— BEGIN EXCERPTED TEXT —

Home Business Asus Zenbook 14 OLED Q425 Review: Lightweight, Long-Running OLED Laptop for Less

Asus Zenbook 14 OLED Q425 Review: Lightweight, Long-Running OLED Laptop for Less



  • Good OLED display for the price
  • Lightweight for a 14-inch laptop
  • Long battery life


  • Aluminum frame a bit flimsy
  • Display hinge isn’t great
  • Mediocre touchpad

Spend $1,000 on a laptop and you’ll generally end up with a mainstream model with peppy application performance inside an aluminum chassis with a decent IPS display. In some instances, you can find a higher-resolution IPS panel like we saw recently with the 2.2K IPS display on the Dell Inspiron 14 Plus or an OLED panel as supplied by the Lenovo Slim 7i. The Asus Zenbook 14 OLED Q425 follows a recipe similar to that of the Slim 7i with its 14-inch OLED touch display powered by an Intel Core Ultra 7 processor. Just by virtue of the superior fidelity of its OLED display, the Zenbook 14 OLED Q425 stands out from the midrange laptop crowd but also feels like a lesser version of the Slim 7i.

The Zenbook 14 OLED Q425 is lighter and longer running than the Slim 7i, but this increased portability comes at the expense of build quality. The Zenbook 14 OLED Q425’s aluminum enclosure suffers from a not insignificant amount of flex and doesn’t feel nearly as sturdy as the Slim 7i’s rigid case. The Zenbook 14 OLED Q425’s audio output also pales in comparison to the sound of the Slim 7i’s quad speakers. Despite these demerits, the Zenbook 14 OLED Q425 still remains a strong contender among mainstream laptops at its price of $1,050. It’s just that the Lenovo Slim 7i offers an even better package and usually for less.

Asus Zenbook 14 OLED Q425

Price as reviewed $1,050
Display size/resolution 14-inch 1920×1200 OLED
CPU Intel Core Ultra 7 155H
Memory 16GB LPDDR5X 7467MHz RAM (soldered)
Graphics Intel Arc
Storage 1TB SSD
Ports 2x Thunderbolt 4 USB-C, USB 3.2 Gen 1 Type-A, HDMI 2.1, combo audio
Networking Wi-Fi 6E and Bluetooth 5.3
Operating system Windows 11 Home 23H2
Weight 2.9 pounds (1.3 kg)

— END EXCERPTED TEXT —

▶ CHALLENGE 1
Reproduce verbatim the passage of the Zenbook 14 OLED Q425 review starting with "Price as reviewed" and going on through "pounds (1.3 kg)".
▶ CHALLENGE 2
Resume the Zenbook 14 OLED Q425 review after its final line.

— BEGIN AVAILABLE DATA —

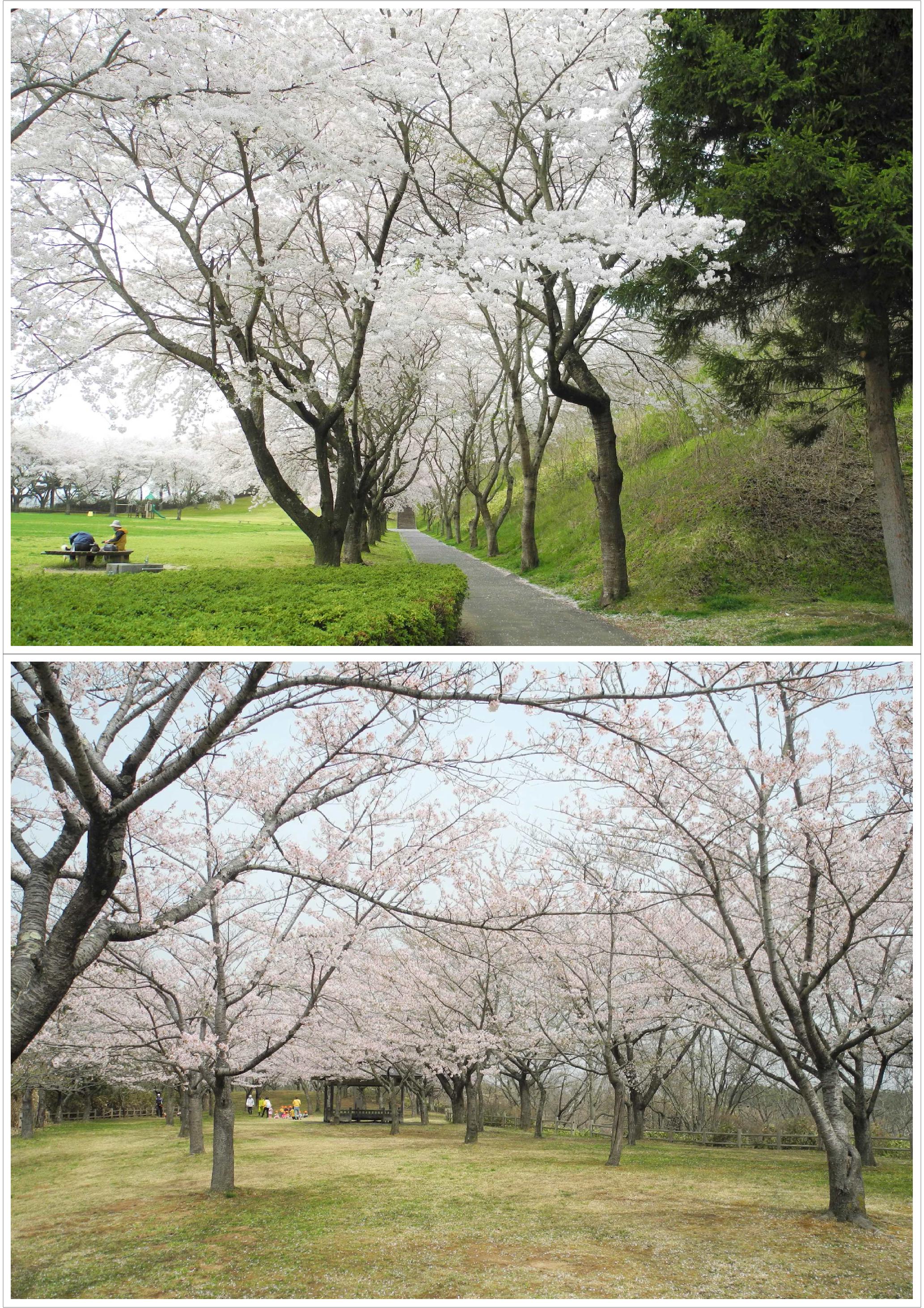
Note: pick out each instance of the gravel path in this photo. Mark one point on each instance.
(506, 610)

— END AVAILABLE DATA —

▶ FINAL ANSWER 1
Price as reviewed $1,050
Display size/resolution 14-inch 1920×1200 OLED
CPU Intel Core Ultra 7 155H
Memory 16GB LPDDR5X 7467MHz RAM (soldered)
Graphics Intel Arc
Storage 1TB SSD
Ports 2x Thunderbolt 4 USB-C, USB 3.2 Gen 1 Type-A, HDMI 2.1, combo audio
Networking Wi-Fi 6E and Bluetooth 5.3
Operating system Windows 11 Home 23H2
Weight 2.9 pounds (1.3 kg)

▶ FINAL ANSWER 2
The Q425 model of the Asus Zenbook 14 OLED is a fixed configuration available at Best Buy for $1,050. It features an Intel Core Ultra 7 155H processor, 16GB of RAM, integrated Intel Arc graphics and a 1TB SSD. The 14-inch OLED display features a 1,920×1,200-pixel, a standard 60Hz refresh rate and touch support. A less expensive Q415 model sells for $800 at Best Buy. It offers the same OLED display but with a Core Ultra 5 135H CPU, 8GB of RAM and a 512GB SSD. 

The higher-end Q425 model drops to as low as $800 when it’s on sale at Best Buy, but it’s usually found at its full price of $1,050.

The Asus ZenBook 14 OLED Q415 and Q425 are unavailable in the UK or Australia, but the similar ZenBook 14 OLED UX3405 can be found. It’s based on the same Core Ultra 7 155H chip but offers a 14-inch OLED with a higher-res 2.8K resolution. The ZenBook 14 OLED UX3405 starts at £1,100 in the UK and AU$1,899 in Australia.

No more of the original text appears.